### Given problem
Transcribe the stretch of the patch below from "report (Report): Report" through "report.cleanup()".

### Reading text
Begin
From 7c36e1c941ff72b5a1beb2e4169ba586b7311e4b Mon Sep 17 00:00:00 2001
From: Tyson Smith <tyson.w.smith@gmail.com>
Date: Fri, 8 Sep 2023 17:49:36 -0700
Subject: [PATCH] Always submit initial results

When a result is detected for the first time it is always submitted.
This can be blocked by the FuzzManager frequent flag. The submission
is forced if the result has only been found once (including parallel
instances). For subsequent submissions we check if the result is
frequent and report accordingly. This takes into account results found
by parallel instances.
---
 grizzly/common/reporter.py      | 16 ++++++++--------
 grizzly/common/status.py        | 31 ++++++++++++++++++-------------
 grizzly/common/test_reporter.py |  7 ++++---
 grizzly/common/test_status.py   | 14 +++++++-------
 grizzly/reduce/core.py          |  4 +---
 grizzly/reduce/test_reduce.py   |  3 ++-
 grizzly/replay/replay.py        |  3 +--
 grizzly/session.py              |  6 +++---
 8 files changed, 44 insertions(+), 40 deletions(-)

diff --git a/grizzly/common/reporter.py b/grizzly/common/reporter.py
index 6cbd01d9..ef95337c 100644
--- a/grizzly/common/reporter.py
+++ b/grizzly/common/reporter.py
@@ -68,10 +68,10 @@ def _pre_submit(self, report):
         pass
 
     @abstractmethod
-    def _submit_report(self, report, test_cases):
+    def _submit_report(self, report, test_cases, force):
         pass
 
-    def submit(self, test_cases, report):
+    def submit(self, test_cases, report, force=False):
         """Submit report containing results.
 
         Args:
@@ -79,6 +79,7 @@ def submit(self, test_cases, report):
                                    the newest being the mostly likely to trigger
                                    the result (crash, assert... etc).
             report (Report): Report to submit.
+            force (bool): Ignore any limits.
 
         Returns:
             *: implementation specific result indicating where the report was created
@@ -99,7 +100,7 @@ def submit(self, test_cases, report):
             else:
                 LOG.info("=== BEGIN REPORT ===\nBrowser hang detected")
             LOG.info("=== END REPORT ===")
-        result = self._submit_report(report, test_cases)
+        result = self._submit_report(report, test_cases, force)
         if report is not None:
             report.cleanup()
         self._post_submit()
@@ -124,7 +125,7 @@ def _pre_submit(self, report):
     def _post_submit(self):
         pass
 
-    def _submit_report(self, report, test_cases):
+    def _submit_report(self, report, test_cases, force):
         # create major bucket directory in working directory if needed
         if self.major_bucket:
             dest = self.report_path / report.major[:16]
@@ -167,13 +168,12 @@ def _post_submit(self):
 class FuzzManagerReporter(Reporter):
     FM_CONFIG = Path.home() / ".fuzzmanagerconf"
 
-    __slots__ = ("_extra_metadata", "force_report", "quality", "tool")
+    __slots__ = ("_extra_metadata", "quality", "tool")
 
     def __init__(self, tool):
         super().__init__()
         assert isinstance(tool, str)
End
### Record set
Begin
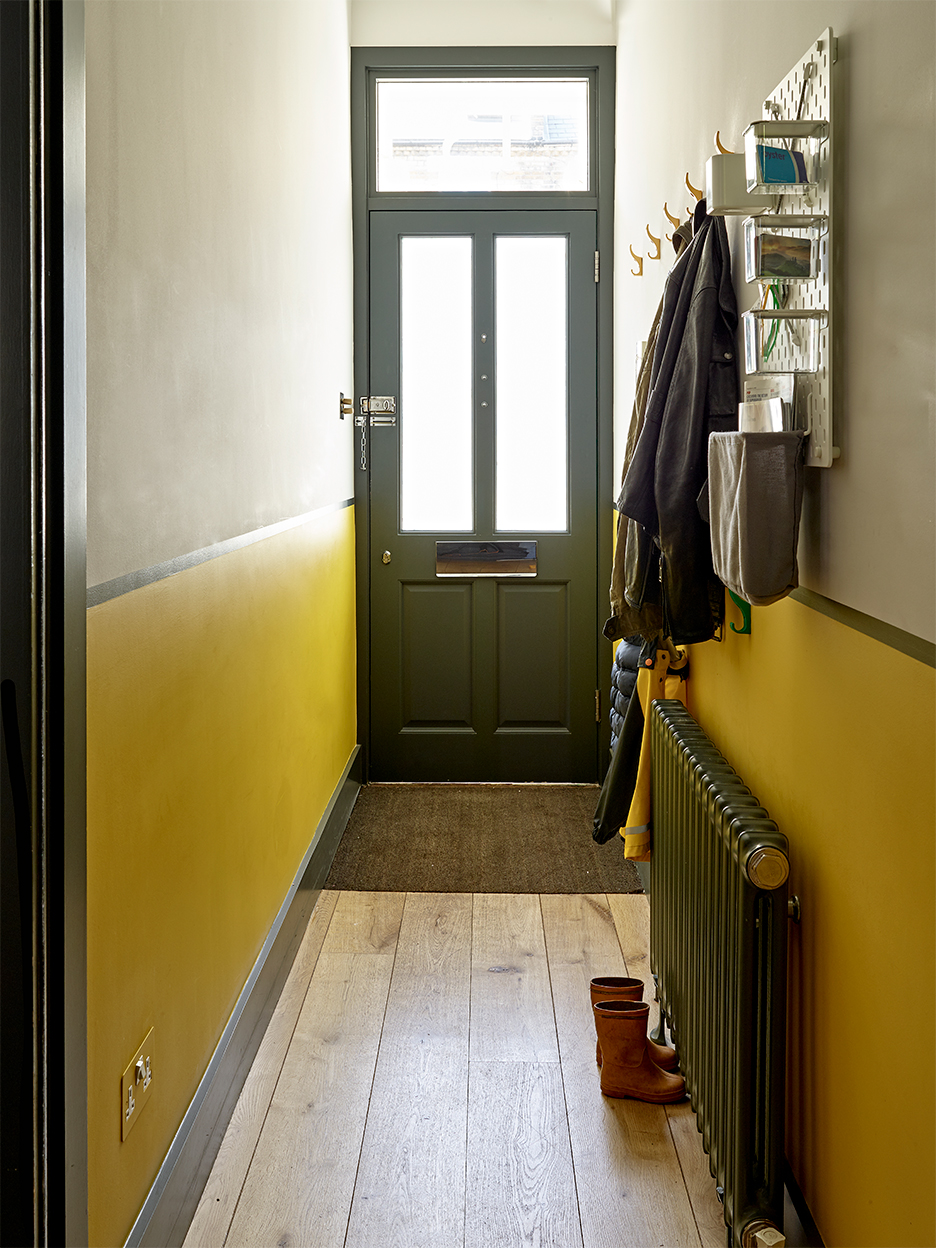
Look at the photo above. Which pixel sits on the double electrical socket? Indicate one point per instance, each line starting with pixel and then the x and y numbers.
pixel 136 1086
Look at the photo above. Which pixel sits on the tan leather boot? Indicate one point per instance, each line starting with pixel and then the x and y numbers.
pixel 620 987
pixel 627 1067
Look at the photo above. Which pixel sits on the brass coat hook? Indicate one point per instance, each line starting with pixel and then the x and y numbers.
pixel 672 219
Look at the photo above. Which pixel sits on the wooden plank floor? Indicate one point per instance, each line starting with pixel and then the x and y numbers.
pixel 428 1080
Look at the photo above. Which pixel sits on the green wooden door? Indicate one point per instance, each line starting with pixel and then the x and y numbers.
pixel 483 653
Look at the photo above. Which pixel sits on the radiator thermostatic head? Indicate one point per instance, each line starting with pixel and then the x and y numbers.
pixel 768 867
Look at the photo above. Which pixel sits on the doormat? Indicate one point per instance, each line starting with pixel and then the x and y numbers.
pixel 477 838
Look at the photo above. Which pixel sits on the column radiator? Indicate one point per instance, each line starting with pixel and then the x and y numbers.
pixel 718 951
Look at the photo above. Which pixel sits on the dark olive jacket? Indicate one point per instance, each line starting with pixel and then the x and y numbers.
pixel 694 392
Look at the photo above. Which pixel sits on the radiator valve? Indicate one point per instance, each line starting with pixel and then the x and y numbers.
pixel 768 867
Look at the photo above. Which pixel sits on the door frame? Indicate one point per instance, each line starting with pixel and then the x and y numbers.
pixel 44 612
pixel 366 64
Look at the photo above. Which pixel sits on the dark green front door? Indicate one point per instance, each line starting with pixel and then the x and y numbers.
pixel 483 652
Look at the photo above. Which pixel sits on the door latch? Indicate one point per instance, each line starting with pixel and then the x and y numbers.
pixel 381 409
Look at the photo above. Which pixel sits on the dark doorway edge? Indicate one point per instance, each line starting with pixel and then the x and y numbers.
pixel 174 1197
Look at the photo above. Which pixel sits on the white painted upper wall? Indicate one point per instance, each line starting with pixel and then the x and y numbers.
pixel 479 23
pixel 687 69
pixel 219 271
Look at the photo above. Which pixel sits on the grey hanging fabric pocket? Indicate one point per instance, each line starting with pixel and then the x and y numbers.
pixel 755 496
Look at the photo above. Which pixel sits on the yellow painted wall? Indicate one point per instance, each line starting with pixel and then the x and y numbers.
pixel 834 733
pixel 220 718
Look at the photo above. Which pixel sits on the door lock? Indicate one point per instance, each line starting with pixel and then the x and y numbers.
pixel 377 409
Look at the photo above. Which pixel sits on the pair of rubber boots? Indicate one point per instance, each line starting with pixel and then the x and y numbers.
pixel 632 1063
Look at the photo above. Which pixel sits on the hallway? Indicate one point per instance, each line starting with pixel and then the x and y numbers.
pixel 429 1077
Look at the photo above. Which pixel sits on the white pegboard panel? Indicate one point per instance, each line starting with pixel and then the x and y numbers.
pixel 814 87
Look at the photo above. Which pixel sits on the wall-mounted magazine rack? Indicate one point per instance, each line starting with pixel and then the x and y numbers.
pixel 798 116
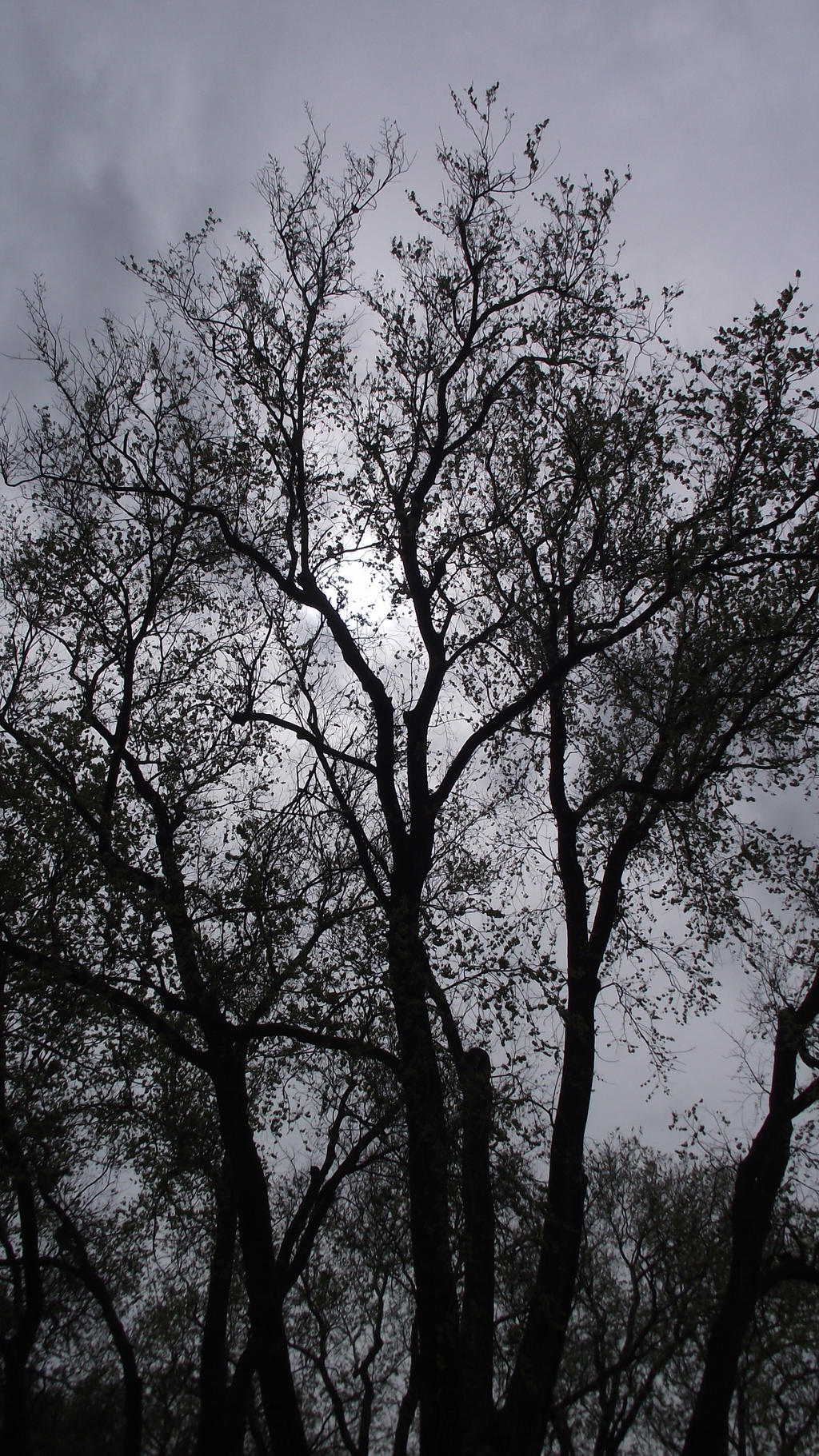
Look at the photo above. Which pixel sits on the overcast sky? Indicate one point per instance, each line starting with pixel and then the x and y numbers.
pixel 122 122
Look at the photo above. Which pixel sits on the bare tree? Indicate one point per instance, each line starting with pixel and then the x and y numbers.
pixel 474 549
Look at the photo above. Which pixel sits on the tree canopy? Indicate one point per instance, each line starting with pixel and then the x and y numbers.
pixel 388 670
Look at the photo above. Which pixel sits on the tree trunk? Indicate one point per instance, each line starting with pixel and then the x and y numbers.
pixel 477 1315
pixel 427 1147
pixel 213 1436
pixel 524 1420
pixel 264 1286
pixel 758 1181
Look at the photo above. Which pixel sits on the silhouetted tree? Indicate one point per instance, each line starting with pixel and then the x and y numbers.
pixel 340 615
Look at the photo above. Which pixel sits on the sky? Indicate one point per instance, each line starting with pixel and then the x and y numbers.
pixel 122 124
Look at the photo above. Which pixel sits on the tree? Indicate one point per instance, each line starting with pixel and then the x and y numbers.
pixel 458 578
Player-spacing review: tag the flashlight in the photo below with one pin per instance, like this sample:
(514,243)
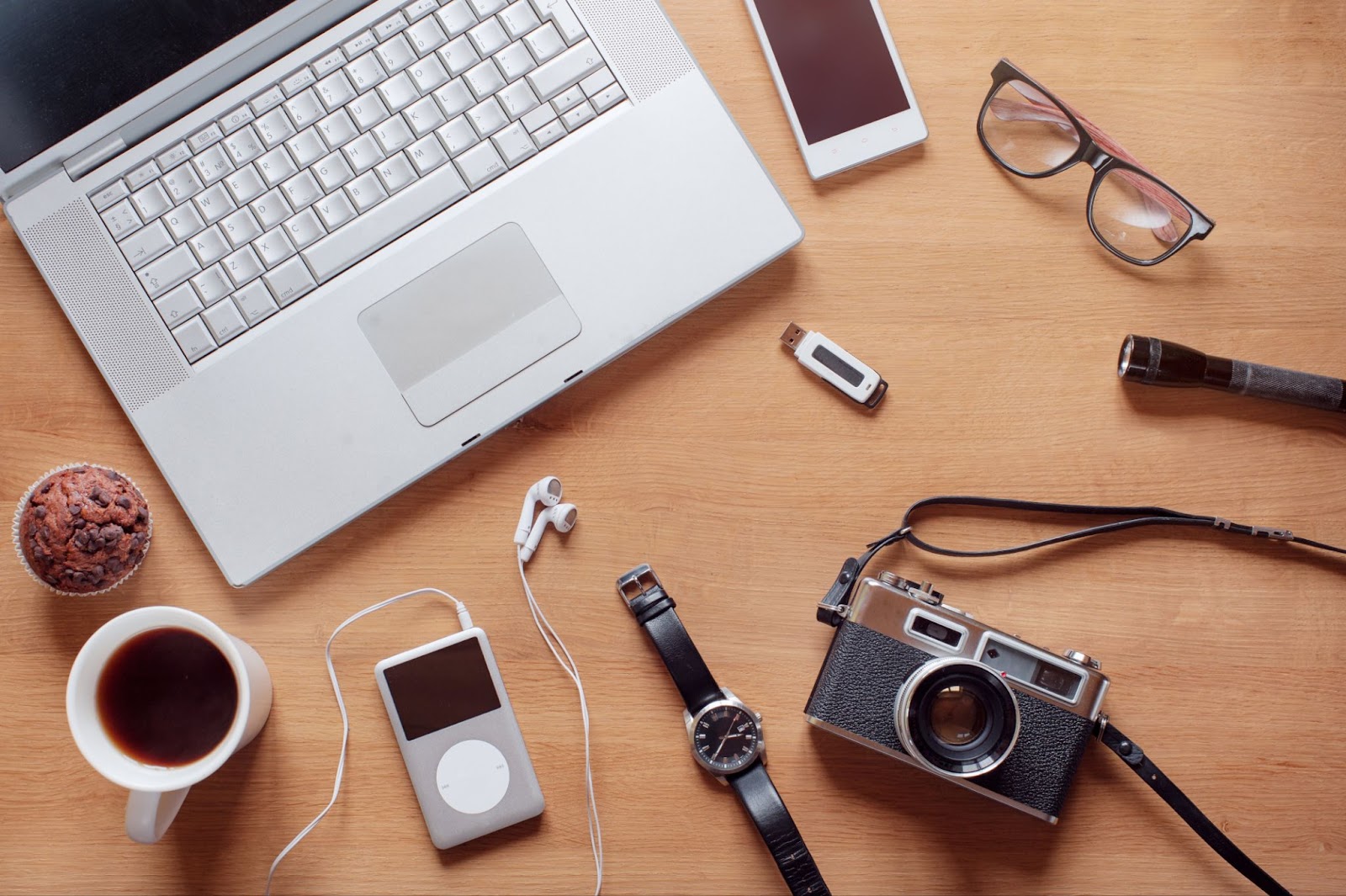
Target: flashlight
(1158,362)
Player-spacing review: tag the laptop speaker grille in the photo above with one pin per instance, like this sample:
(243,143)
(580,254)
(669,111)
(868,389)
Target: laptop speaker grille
(120,327)
(641,43)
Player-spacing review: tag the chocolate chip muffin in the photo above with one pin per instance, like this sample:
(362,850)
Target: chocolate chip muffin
(82,529)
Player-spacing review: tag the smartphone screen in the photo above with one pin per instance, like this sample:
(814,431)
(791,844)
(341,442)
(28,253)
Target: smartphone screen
(835,63)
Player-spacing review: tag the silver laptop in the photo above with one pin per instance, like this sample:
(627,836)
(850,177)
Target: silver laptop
(318,248)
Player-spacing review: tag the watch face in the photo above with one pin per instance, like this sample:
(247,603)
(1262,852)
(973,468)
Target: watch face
(726,739)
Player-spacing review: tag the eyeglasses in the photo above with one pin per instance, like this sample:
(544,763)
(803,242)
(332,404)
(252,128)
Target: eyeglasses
(1034,134)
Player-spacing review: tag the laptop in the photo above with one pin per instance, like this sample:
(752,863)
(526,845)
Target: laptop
(318,248)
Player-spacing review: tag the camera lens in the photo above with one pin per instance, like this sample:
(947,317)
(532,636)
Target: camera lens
(957,718)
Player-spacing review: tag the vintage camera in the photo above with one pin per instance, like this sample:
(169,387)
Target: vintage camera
(925,682)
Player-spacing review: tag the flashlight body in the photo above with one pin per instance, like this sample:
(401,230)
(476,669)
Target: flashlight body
(1158,362)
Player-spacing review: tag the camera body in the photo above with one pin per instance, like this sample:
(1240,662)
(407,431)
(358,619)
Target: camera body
(928,684)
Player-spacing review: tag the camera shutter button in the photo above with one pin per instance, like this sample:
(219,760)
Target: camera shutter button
(1083,658)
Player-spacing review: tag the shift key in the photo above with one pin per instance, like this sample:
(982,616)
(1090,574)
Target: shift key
(570,67)
(161,276)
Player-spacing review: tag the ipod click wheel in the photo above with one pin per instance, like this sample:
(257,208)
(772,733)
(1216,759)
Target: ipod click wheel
(459,738)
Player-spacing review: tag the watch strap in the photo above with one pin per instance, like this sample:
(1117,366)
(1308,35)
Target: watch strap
(654,611)
(773,821)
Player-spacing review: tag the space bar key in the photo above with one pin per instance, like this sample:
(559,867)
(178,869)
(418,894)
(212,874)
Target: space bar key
(384,222)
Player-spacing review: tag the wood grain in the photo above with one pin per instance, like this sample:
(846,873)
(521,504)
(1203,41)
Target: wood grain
(710,453)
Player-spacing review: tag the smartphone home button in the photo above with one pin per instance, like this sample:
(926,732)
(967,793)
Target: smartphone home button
(473,777)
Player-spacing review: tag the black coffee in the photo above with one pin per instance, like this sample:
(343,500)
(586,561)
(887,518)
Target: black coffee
(167,697)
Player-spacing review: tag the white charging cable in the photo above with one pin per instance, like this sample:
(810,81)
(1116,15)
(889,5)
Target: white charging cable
(558,647)
(464,618)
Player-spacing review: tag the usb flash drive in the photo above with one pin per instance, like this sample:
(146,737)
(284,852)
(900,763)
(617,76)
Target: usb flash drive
(836,366)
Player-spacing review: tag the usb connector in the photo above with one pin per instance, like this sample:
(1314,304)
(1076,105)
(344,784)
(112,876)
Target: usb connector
(836,366)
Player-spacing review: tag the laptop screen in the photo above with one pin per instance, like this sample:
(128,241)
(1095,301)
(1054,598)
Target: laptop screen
(65,63)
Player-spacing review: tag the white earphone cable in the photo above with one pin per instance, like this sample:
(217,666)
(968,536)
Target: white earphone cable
(558,647)
(464,618)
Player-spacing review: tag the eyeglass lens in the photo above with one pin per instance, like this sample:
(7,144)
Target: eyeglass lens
(1137,215)
(1026,130)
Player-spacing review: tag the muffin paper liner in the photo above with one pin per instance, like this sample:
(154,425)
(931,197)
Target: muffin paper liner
(24,503)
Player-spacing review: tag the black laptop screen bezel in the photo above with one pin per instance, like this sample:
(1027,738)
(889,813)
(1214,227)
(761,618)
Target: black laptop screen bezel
(65,63)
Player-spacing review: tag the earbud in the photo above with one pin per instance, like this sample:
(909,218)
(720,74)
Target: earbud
(562,516)
(547,490)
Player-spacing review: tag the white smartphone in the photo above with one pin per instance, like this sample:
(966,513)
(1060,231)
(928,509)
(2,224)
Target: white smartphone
(840,80)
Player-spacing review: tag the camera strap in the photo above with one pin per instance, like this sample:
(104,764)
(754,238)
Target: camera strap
(834,608)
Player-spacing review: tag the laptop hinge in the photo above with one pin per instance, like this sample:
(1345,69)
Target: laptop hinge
(85,162)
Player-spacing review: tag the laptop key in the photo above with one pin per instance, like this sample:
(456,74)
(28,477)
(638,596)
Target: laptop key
(241,228)
(212,285)
(255,301)
(367,191)
(237,119)
(481,164)
(544,43)
(336,210)
(457,18)
(183,222)
(329,63)
(178,305)
(389,220)
(143,175)
(209,245)
(273,247)
(242,267)
(174,156)
(289,282)
(560,73)
(152,201)
(167,272)
(427,35)
(108,195)
(146,245)
(224,321)
(194,339)
(206,136)
(121,220)
(515,144)
(421,8)
(549,134)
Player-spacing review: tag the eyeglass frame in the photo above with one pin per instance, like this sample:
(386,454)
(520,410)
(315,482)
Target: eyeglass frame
(1097,157)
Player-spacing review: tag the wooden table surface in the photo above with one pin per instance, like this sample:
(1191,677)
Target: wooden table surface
(710,453)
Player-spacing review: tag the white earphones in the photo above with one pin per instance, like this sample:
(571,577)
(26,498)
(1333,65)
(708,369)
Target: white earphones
(547,490)
(527,537)
(562,516)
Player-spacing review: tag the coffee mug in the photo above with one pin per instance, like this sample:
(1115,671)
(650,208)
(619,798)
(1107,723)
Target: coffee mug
(148,704)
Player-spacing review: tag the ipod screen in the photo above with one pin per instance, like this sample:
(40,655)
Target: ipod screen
(442,687)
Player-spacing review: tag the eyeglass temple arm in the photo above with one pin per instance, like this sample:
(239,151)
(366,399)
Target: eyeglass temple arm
(1034,110)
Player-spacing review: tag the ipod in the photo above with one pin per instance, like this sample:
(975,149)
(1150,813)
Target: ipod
(459,739)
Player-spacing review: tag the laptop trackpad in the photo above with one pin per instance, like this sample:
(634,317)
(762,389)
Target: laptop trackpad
(469,323)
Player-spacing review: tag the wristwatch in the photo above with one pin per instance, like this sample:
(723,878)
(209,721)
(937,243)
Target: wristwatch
(726,734)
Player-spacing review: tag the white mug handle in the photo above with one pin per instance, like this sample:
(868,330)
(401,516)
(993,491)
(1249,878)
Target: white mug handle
(148,814)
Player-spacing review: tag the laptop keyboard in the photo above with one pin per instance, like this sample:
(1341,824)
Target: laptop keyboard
(345,155)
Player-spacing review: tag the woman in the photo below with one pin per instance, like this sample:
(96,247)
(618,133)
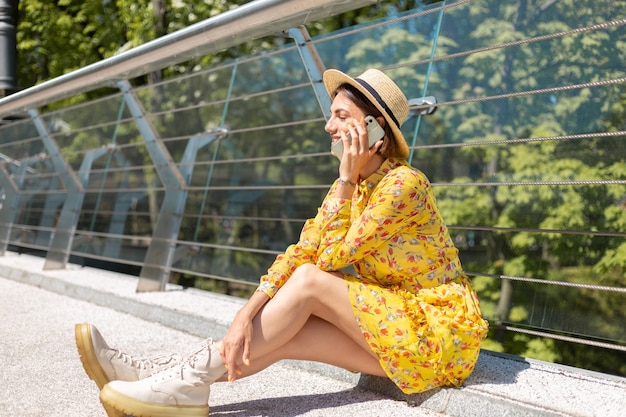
End
### Expected answer
report (Report): Report to submit.
+            force (bool): Ignore any limits.
 
         Returns:
             *: implementation specific result indicating where the report was created
@@ -99,7 +100,7 @@ def submit(self, test_cases, report):
             else:
                 LOG.info("=== BEGIN REPORT ===\nBrowser hang detected")
             LOG.info("=== END REPORT ===")
-        result = self._submit_report(report, test_cases)
+        result = self._submit_report(report, test_cases, force)
         if report is not None:
             report.cleanup()